WHAT YOU ARE ASKED TO DO: Reproduce the closing part of the entries exactly: the line with "Thanks for the photo. Could you please mark the bathroom" and all lines after it, ending with the last line, and nothing else.

DATA PROVIDED:
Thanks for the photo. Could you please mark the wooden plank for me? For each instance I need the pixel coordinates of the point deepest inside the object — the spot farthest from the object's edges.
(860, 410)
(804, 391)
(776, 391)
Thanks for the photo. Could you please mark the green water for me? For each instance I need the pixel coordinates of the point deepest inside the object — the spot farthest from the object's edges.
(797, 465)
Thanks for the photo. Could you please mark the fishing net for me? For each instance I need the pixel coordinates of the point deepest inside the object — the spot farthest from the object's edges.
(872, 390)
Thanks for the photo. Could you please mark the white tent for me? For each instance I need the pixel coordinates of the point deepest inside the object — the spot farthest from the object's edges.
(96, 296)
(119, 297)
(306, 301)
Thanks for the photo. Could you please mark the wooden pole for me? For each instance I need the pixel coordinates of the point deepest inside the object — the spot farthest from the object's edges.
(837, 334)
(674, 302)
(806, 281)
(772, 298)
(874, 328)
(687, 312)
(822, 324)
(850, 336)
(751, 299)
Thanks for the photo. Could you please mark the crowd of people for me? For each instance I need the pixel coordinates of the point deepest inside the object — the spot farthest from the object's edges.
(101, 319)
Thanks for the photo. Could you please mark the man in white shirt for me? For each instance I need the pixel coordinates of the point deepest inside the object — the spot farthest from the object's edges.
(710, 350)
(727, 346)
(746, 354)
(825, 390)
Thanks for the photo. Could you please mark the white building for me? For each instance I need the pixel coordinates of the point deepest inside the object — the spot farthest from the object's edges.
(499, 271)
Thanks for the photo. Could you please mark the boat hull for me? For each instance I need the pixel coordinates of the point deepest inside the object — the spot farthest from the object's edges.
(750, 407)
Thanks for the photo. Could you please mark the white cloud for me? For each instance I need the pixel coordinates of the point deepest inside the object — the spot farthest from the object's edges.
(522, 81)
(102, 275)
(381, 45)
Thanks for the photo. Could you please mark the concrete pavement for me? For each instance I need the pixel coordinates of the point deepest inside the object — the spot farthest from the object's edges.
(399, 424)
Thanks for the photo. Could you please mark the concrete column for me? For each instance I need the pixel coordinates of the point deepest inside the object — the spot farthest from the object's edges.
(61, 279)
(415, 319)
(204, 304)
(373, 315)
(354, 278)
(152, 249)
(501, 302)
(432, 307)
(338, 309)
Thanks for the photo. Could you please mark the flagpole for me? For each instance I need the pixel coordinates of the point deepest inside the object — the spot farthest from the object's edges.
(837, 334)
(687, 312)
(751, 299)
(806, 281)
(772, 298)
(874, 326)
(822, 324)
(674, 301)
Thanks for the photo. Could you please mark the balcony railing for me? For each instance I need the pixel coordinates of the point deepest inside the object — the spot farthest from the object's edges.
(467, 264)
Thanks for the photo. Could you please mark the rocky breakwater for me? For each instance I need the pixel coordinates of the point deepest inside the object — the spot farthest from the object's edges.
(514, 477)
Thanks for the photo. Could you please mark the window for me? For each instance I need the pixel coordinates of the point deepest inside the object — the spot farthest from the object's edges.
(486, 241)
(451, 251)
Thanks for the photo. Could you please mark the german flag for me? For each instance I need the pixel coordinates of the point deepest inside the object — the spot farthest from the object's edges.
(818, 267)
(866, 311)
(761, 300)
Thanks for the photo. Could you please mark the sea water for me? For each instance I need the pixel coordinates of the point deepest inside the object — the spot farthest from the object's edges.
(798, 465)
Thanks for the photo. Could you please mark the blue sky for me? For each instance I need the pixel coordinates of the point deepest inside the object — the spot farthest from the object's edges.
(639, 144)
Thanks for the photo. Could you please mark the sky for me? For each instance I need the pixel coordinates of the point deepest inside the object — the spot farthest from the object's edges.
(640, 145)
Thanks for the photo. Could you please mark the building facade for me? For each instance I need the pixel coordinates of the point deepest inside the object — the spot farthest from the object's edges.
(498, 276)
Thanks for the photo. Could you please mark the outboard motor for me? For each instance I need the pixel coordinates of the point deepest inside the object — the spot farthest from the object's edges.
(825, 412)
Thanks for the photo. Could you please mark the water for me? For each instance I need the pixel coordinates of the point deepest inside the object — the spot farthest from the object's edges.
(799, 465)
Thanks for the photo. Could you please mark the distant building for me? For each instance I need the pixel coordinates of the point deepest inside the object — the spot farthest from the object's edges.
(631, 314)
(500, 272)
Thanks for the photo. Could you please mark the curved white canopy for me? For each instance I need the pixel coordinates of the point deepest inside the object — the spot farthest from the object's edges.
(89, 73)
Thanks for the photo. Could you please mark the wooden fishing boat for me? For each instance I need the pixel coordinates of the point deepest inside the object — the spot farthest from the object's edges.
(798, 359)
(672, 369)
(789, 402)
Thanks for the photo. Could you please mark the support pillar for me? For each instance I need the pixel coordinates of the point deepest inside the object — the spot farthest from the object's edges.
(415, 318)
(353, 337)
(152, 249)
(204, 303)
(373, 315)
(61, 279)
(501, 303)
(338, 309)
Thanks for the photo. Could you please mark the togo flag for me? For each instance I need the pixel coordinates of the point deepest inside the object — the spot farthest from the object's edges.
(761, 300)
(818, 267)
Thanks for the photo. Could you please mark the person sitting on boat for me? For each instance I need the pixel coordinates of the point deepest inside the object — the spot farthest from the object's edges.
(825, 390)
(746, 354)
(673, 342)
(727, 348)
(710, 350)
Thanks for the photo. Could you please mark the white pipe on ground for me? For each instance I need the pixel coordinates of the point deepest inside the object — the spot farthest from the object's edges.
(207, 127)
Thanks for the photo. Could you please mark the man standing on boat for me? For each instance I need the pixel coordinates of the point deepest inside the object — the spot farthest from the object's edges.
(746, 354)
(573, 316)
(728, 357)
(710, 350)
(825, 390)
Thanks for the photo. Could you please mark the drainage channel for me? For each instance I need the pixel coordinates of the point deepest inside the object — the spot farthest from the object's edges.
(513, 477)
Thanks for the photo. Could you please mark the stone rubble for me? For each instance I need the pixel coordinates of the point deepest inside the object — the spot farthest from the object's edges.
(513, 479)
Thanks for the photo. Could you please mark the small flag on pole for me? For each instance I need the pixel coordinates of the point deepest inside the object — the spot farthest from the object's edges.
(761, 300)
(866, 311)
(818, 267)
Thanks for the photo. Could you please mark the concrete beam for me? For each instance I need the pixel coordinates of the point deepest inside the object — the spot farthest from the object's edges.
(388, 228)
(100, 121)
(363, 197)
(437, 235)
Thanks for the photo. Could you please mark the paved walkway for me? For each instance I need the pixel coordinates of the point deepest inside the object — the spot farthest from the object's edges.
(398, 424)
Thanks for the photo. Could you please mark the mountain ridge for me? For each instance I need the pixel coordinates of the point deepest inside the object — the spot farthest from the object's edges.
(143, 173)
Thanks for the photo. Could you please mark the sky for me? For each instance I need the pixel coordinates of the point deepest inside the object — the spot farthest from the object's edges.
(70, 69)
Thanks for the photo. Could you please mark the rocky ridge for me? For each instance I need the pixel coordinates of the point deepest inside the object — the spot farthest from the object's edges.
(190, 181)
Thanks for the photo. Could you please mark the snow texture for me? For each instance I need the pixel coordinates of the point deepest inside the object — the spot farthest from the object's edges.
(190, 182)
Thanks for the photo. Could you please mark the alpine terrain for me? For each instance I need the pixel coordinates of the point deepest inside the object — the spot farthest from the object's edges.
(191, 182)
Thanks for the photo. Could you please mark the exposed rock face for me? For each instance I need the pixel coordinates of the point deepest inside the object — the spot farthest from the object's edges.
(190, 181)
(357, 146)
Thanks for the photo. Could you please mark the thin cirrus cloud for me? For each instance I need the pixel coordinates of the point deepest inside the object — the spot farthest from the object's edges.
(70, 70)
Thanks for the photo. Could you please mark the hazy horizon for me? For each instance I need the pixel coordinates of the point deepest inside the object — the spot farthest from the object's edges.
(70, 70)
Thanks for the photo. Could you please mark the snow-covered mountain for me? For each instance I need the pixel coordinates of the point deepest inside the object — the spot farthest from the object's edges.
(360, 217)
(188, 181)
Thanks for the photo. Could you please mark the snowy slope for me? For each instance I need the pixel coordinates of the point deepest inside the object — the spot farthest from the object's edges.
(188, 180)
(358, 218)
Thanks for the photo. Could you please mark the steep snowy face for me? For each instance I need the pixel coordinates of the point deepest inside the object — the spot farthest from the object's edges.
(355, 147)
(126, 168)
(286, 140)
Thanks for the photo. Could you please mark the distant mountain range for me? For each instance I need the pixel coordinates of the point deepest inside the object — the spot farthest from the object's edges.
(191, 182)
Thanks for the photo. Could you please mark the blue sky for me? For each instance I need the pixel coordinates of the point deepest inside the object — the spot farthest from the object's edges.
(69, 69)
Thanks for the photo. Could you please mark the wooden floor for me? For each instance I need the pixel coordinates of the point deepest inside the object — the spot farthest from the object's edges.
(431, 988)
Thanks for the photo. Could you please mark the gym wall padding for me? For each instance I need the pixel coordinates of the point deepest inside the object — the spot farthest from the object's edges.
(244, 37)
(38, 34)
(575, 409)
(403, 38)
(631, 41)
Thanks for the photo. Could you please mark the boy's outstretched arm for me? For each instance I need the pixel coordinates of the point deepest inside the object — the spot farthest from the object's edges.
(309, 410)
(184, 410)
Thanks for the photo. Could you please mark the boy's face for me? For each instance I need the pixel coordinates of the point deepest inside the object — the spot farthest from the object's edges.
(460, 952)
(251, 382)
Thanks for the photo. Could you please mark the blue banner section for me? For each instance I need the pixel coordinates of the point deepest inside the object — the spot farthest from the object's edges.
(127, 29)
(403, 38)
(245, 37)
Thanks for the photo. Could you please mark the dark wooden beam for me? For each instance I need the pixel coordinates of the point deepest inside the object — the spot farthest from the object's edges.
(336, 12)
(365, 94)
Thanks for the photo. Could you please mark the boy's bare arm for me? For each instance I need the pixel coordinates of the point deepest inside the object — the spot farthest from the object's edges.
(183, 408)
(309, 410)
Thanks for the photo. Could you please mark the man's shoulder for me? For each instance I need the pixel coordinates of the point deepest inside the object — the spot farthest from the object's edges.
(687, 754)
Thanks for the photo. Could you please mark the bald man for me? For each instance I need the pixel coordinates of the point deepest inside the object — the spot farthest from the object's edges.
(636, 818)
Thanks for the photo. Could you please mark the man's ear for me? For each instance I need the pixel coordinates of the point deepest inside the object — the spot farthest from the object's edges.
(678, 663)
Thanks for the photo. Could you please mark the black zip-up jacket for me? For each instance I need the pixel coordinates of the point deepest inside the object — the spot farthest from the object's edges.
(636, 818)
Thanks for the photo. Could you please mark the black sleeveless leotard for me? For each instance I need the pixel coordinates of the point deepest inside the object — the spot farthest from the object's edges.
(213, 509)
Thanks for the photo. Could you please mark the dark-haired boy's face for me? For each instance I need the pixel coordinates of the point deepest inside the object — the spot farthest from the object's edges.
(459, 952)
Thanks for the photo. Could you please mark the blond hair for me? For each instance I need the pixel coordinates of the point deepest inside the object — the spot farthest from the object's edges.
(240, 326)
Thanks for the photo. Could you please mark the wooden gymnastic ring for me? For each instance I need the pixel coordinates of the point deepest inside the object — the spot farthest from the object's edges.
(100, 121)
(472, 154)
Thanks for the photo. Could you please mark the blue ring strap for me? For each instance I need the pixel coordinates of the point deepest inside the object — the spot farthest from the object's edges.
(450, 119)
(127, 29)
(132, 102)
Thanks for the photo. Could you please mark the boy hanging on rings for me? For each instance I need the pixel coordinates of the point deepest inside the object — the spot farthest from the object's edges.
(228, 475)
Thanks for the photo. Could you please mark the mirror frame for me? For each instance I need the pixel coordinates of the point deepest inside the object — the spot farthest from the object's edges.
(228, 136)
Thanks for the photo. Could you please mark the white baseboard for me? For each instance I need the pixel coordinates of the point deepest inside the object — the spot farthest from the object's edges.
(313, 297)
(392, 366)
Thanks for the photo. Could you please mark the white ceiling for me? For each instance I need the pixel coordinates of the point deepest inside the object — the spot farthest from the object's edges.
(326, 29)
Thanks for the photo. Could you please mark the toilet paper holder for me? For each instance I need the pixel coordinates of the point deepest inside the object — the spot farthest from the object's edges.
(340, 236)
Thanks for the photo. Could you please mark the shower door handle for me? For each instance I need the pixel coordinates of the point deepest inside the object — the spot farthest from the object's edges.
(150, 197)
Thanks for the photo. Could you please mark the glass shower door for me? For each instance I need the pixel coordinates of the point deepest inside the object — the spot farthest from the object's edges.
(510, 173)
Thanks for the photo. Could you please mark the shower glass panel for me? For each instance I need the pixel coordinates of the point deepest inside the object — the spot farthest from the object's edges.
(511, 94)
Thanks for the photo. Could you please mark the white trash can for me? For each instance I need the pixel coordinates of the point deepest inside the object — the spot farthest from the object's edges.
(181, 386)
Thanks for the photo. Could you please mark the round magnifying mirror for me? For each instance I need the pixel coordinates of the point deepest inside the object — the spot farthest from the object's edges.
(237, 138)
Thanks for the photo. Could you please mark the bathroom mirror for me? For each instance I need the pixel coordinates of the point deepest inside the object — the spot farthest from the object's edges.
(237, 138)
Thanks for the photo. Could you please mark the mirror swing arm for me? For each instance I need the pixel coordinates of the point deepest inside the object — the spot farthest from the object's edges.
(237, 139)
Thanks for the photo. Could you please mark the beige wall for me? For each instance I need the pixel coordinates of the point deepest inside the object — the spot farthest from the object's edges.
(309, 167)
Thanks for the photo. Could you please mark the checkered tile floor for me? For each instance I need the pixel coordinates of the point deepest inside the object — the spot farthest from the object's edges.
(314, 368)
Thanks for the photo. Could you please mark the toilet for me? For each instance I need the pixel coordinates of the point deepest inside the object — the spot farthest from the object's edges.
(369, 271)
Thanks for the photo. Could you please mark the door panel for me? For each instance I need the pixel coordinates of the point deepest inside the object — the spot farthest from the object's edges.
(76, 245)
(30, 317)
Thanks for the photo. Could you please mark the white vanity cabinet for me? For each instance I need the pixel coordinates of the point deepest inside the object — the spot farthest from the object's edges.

RESULT FOR THIS EXERCISE:
Thanks for the photo. Could you please mark the bathroom mirror for me? For each instance I need the pixel coordinates of the point deepest inside the object — the spot farthest from the object's edges.
(237, 138)
Thanks for the photo. Could you please mark the mirror swing arm for me? For each instance I need the pixel coordinates of the point deepest inside the object — the spot farthest from the object's edges.
(237, 139)
Thanks for the photo. Could you please mark the beige wall for me? For each instance I need the pixel coordinates of the point deepest inside the object — the spot farthest from the object's edges.
(309, 167)
Thanks for the photo. Could you please mark the checkered tile floor for me? For each instance I need the pixel coordinates of the point deepest inside the object — the spot farthest from the object's edges.
(314, 368)
Thanks for the photo. Could you please mark the toilet for me? For each instance I need the pixel coordinates of the point deepest inside the object — the spot farthest from the object's edges.
(369, 271)
Thanks for the photo. Could you please mark the door panel for me? For each instance I need the pixel coordinates of the point deepest inside the object — the spot farthest from the object's edges.
(76, 245)
(30, 317)
Thanks for the photo. Could you please mark the white vanity cabinet for me? For each instance I need the pixel coordinates of the point deepest inside the object — the spot farthest from the object's edges.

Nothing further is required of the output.